## [Instructions]
a) In the forum thread about the simple integration, rewrite the paragraph beginning "For both of which there is no way to find A or c" as a short bulleted list that keeps its main facts.
b) Write the next part of the forum thread about the simple integration, picking up after the last line shown.
Extracted text Block Start
# Thread: A really simple integration...

1. ## A really simple integration...

Find the particular solution for dy/dx=(y-5)/x, using the point y(0)=7

I got y-5=Ax (or ln(y-5)=ln(x)+c)

For both of which there is no way to find A or c...I had this question in a test, and wrote it was impossible to find the particular solution with the given point (I believe the examiner made an error..) am I correct?

For both of which there is no way to find A or c...I had this question in a test, and wrote it was impossible to find the particular solution with the given point (I believe the examiner made an error..) am I correct?
You are wrong, you need to use y(0)=7 to find A or c.

Do you follow?

3. Yea...and when you sub x=0 into ln(x) you get an error...and 7-5 doesnt = 0*A...so....

4. The DE can be written as...

$\displaystyle x y' - y = - 5$ (1)
Extracted text Block End
Excerpted data Block Start
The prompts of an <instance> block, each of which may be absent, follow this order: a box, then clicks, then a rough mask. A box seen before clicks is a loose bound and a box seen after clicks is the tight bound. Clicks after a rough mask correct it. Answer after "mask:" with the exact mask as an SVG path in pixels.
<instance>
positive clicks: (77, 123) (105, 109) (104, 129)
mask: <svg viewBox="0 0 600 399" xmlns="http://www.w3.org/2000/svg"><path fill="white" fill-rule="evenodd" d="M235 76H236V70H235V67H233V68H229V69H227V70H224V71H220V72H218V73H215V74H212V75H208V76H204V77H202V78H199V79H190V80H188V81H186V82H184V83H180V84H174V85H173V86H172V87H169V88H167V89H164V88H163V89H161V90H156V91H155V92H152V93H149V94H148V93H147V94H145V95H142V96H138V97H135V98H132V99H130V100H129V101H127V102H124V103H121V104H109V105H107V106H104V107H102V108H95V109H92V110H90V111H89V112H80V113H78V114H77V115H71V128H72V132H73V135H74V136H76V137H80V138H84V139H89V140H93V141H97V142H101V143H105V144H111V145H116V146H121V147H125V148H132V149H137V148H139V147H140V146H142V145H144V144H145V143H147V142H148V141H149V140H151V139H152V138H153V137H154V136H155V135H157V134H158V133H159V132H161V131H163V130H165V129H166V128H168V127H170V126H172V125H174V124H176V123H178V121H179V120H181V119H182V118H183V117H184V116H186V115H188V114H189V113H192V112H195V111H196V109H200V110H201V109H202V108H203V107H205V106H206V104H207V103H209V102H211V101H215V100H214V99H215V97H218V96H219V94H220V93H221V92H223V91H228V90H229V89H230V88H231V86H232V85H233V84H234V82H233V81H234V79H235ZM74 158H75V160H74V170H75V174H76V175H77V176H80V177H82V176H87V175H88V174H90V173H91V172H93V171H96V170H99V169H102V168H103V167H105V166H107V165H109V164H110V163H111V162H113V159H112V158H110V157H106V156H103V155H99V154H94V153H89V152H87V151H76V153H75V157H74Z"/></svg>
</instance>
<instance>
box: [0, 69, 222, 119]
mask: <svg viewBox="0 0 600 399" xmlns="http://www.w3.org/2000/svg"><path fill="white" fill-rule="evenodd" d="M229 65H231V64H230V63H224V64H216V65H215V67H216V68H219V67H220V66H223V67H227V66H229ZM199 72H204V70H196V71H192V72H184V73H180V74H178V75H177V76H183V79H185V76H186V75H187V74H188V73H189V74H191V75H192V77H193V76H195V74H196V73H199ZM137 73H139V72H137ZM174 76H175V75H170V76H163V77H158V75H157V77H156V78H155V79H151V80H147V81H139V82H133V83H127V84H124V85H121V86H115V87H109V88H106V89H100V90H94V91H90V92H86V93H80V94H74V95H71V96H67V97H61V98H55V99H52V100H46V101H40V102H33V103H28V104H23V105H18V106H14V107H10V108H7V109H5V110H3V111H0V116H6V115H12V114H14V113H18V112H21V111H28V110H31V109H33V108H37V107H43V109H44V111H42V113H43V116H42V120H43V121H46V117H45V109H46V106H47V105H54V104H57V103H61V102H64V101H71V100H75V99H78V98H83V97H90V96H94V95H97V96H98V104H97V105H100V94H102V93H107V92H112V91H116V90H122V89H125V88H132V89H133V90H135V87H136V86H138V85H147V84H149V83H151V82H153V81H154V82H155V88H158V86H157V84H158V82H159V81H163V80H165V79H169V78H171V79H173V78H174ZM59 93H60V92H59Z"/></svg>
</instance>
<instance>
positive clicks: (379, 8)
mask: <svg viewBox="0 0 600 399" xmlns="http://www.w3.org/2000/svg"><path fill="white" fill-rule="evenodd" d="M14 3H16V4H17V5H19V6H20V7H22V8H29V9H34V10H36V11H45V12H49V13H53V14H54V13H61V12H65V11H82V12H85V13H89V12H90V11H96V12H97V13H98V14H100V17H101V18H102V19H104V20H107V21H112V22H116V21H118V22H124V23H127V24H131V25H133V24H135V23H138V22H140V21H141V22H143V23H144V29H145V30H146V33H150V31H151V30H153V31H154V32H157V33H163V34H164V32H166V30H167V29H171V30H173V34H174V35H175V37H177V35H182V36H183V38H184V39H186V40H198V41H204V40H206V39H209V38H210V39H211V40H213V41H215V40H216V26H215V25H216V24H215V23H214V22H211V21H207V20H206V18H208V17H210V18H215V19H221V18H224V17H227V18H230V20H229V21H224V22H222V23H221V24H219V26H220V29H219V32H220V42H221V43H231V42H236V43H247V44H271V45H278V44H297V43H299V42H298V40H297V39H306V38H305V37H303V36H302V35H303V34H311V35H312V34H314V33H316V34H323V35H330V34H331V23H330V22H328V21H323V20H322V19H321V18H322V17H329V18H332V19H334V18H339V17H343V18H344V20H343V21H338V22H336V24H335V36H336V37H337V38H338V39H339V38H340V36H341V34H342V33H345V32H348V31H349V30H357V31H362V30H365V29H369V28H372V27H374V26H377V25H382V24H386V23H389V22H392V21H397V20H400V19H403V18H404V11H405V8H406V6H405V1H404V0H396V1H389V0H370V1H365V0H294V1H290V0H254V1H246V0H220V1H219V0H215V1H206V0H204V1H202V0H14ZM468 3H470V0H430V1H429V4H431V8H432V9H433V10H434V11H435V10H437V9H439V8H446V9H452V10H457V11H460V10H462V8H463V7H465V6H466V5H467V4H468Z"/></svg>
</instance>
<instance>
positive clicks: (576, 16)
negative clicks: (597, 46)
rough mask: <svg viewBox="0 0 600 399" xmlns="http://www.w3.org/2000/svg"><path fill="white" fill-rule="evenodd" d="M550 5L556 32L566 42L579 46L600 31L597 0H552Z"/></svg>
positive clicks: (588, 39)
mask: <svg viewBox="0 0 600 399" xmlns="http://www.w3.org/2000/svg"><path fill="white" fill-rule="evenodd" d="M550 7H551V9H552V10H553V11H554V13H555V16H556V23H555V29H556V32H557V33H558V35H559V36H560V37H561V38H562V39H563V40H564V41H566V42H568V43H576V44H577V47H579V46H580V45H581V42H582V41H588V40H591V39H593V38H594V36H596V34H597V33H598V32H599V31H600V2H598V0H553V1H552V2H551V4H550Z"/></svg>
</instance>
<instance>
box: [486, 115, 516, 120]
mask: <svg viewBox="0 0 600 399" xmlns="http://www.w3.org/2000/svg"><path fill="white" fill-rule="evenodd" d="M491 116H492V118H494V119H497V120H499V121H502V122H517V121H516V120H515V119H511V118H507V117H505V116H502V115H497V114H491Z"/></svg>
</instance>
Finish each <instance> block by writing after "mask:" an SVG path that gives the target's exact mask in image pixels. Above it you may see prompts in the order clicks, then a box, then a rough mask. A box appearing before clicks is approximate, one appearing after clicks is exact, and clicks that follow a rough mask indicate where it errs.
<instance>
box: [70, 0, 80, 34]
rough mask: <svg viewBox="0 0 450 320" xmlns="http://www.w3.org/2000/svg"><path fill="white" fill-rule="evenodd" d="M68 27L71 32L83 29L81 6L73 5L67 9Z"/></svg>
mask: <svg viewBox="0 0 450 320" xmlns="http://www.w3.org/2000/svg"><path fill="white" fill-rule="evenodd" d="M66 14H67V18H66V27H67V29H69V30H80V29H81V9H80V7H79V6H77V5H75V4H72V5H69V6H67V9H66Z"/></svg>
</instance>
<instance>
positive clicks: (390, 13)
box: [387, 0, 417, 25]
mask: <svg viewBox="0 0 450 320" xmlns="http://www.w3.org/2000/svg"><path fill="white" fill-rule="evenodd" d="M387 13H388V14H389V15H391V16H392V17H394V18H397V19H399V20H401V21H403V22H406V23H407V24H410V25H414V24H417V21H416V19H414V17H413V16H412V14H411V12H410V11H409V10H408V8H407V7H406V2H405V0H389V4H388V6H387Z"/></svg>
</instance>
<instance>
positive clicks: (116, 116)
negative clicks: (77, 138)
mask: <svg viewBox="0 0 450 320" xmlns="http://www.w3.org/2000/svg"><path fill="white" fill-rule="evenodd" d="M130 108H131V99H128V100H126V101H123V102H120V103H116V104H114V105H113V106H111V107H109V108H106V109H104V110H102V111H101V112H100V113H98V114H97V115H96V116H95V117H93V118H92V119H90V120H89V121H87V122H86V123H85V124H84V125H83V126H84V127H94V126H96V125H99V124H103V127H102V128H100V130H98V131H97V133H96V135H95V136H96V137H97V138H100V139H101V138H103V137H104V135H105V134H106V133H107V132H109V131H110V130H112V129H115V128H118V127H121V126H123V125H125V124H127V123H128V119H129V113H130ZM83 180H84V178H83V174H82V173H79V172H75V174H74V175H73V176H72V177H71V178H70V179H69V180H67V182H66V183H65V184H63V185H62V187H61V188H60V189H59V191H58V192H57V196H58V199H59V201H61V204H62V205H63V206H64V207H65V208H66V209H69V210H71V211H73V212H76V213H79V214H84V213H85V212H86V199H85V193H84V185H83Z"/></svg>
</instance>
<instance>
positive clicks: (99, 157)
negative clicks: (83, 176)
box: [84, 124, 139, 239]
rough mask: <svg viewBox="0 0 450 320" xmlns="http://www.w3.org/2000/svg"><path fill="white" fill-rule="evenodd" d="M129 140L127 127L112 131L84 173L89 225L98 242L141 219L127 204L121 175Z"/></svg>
Excerpted data Block End
## [Responses for each task]
a)
- Neither form of the solution allows A or c to be found.
- The question came up on a test. The writer answered that the given point cannot produce a particular solution.
- The writer believes the examiner made an error.
- The writer asks whether that answer is correct.

b)
... so that it is a linear first order DE. Neccessary condition to have a solution is that the coefficient of the term y' doesn't vanish... but the 'initial condition' is for $\displaystyle x=0$ so that that isn't verified...

Kind regards

$\displaystyle \chi$ $\displaystyle \sigma$

5. ... but if we swap the x and y variables the DE becomes...

$\displaystyle x'= \frac{x}{y-5}$ , $\displaystyle x(7)=0$ (1)

... the solution of which is $\displaystyle x=0$... very easy ...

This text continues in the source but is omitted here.